Source records
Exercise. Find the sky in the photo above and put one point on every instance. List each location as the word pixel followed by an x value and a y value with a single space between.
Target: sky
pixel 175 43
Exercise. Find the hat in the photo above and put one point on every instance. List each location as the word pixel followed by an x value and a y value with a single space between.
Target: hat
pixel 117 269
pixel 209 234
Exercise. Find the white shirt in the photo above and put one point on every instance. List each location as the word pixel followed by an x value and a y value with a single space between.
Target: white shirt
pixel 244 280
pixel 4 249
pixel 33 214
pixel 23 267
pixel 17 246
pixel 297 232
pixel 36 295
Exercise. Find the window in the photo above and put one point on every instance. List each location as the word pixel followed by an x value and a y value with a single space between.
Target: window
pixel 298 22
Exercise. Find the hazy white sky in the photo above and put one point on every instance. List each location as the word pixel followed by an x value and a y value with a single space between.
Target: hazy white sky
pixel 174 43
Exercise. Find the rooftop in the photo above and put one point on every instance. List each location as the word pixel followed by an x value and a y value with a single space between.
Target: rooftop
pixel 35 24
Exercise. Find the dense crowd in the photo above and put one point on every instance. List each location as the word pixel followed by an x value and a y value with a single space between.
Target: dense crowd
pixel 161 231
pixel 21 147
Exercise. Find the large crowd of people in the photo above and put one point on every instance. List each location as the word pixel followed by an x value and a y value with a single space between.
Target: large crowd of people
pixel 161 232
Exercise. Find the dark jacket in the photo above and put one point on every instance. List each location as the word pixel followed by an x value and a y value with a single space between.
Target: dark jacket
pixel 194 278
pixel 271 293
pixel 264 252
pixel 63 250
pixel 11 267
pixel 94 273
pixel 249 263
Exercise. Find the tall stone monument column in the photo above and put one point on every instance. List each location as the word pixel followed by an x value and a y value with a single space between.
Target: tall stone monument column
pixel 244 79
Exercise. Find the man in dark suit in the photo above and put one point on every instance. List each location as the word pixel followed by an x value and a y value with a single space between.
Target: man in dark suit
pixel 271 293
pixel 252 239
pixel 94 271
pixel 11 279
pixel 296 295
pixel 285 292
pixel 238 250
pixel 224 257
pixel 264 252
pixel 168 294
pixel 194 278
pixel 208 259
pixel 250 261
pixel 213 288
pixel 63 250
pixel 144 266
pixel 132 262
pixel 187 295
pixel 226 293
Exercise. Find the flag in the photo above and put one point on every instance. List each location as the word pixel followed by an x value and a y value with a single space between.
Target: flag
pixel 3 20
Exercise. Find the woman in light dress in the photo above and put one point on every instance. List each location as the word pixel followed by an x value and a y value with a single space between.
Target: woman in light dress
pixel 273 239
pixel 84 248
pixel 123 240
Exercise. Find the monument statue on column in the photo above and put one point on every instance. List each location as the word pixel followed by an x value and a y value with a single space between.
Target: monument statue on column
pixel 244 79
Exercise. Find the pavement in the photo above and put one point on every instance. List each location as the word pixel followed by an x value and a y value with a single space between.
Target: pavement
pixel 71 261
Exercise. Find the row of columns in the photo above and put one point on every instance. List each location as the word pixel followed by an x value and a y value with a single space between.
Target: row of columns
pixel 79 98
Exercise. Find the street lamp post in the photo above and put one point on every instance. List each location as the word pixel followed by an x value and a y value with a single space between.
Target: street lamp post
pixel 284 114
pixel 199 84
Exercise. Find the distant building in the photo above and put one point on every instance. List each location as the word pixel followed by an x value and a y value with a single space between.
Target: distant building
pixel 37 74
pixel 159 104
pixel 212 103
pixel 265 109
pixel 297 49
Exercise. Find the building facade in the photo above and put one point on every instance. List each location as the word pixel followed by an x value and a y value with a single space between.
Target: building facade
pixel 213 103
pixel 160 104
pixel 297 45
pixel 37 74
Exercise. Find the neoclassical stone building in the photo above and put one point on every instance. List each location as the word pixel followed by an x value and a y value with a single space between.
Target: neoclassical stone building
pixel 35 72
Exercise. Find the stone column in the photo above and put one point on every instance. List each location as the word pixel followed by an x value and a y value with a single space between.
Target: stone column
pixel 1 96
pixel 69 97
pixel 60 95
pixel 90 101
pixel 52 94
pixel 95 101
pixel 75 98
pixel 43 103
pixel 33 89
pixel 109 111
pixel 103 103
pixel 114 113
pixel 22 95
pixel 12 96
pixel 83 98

## Problem details
Down to the last character, restate every record.

## Solution below
Exercise. Find the sky in the photo above and put one point on every instance. List each location as the word pixel followed by an x value and a y value with a single space between.
Target: sky
pixel 175 43
Exercise. Find the hat in the photo above and put one point on every instance. List each location as the word pixel followed by an x value and a y value with a single space between.
Target: hat
pixel 117 269
pixel 209 234
Exercise. Find the white shirt in the photo above and put one point on every instance. List each location as the word pixel followed by an x value and a y value with a single space between.
Target: white shirt
pixel 244 280
pixel 4 249
pixel 33 214
pixel 23 267
pixel 17 246
pixel 297 232
pixel 36 295
Exercise. Find the window in the photo above and put one point on every instance. List each location as the word pixel followed by an x value and a y value with a single space between.
Target: window
pixel 298 22
Exercise. Find the hazy white sky in the photo above and put one point on every instance. List each location as the word pixel followed by an x value and a y value with a single space between.
Target: hazy white sky
pixel 174 43
Exercise. Find the rooftop in the photo above and put one point on every instance. List each location as the word pixel followed by an x value and a y value with a single space between.
Target: rooftop
pixel 35 24
Exercise. Find the dense crowd in the photo above and put one point on every instance. List each location as the word pixel followed by an x value and a y value with a single space between.
Target: dense crowd
pixel 161 231
pixel 21 147
Exercise. Find the large crowd of people in the photo above and put one point on every instance. List each location as the word pixel followed by an x value and a y value with a single space between.
Target: large crowd of people
pixel 161 232
Exercise. Find the dark jacket in the photo above and put one point on every instance. List each location as the word pixel followed by an x value and a y value with a single space between.
Target: dark jacket
pixel 194 278
pixel 271 293
pixel 264 252
pixel 63 250
pixel 11 267
pixel 94 273
pixel 249 263
Exercise. Find the tall stone monument column in the photo above and put one point on every instance. List each location as the word pixel followed by an x value and a y value with a single space between.
Target: tall stone monument column
pixel 244 79
Exercise. Find the man in dark suit in the photo above and put one point on every instance. List each location as the word pixel followed by an x value and a y value with a single space between.
Target: man in dark suit
pixel 271 293
pixel 252 239
pixel 94 271
pixel 11 279
pixel 296 295
pixel 285 292
pixel 238 250
pixel 224 257
pixel 264 252
pixel 168 294
pixel 194 278
pixel 208 259
pixel 250 261
pixel 213 288
pixel 63 250
pixel 144 266
pixel 132 262
pixel 187 295
pixel 226 293
Exercise. Find the flag in the photo above and put one point on every instance. List each location as the word pixel followed by an x value and a y value with a single space between.
Target: flag
pixel 3 20
Exercise. Find the woman in light dress in the photo above and put one point on every instance. List each location as the word pixel followed by an x value and a y value with a single space between.
Target: woman in light dress
pixel 273 239
pixel 84 248
pixel 123 240
Exercise. Find the monument statue on column in the photo above and put one point on every instance. List each location as the word pixel followed by an x value and a y value with a single space between.
Target: monument statue on column
pixel 244 79
Exercise. Find the pavement in the photo above and put one point on every instance. List each location as the word pixel followed by an x value and a y value with a single space between.
Target: pavement
pixel 71 261
Exercise. Find the row of columns in the photo above and put one point on every instance. List each location as the word pixel followed by an x value and a y value with a single space between.
Target: row of columns
pixel 79 98
Exercise. Find the street lamp post in the photo above and put one point on every instance. List each location as the word pixel followed by an x value and a y value with a single space between.
Target: street lamp post
pixel 284 114
pixel 199 84
Exercise. Find the distant building in the photo above and put one point on every instance. List each location as the word pixel followed by an x value and a y value with a single space between.
Target: distant building
pixel 37 74
pixel 159 104
pixel 212 103
pixel 265 109
pixel 297 49
Exercise. Find the building facade in the photo above and put one point on every instance. List each location as the word pixel followed by an x value and a y value with a single space between.
Target: building facade
pixel 213 103
pixel 160 104
pixel 297 45
pixel 37 74
Exercise. Find the neoclassical stone building in the photo above and put one point on every instance. List each location as the word pixel followed by an x value and a y value with a single space between.
Target: neoclassical stone building
pixel 35 72
Exercise. Find the stone column in the photo above and put one point on every instance. List each location as the word pixel followed by an x value and a y value with a single space between.
Target: stone column
pixel 1 96
pixel 69 97
pixel 60 95
pixel 90 101
pixel 52 94
pixel 95 101
pixel 75 98
pixel 43 103
pixel 33 89
pixel 109 111
pixel 103 103
pixel 114 113
pixel 22 95
pixel 12 96
pixel 83 98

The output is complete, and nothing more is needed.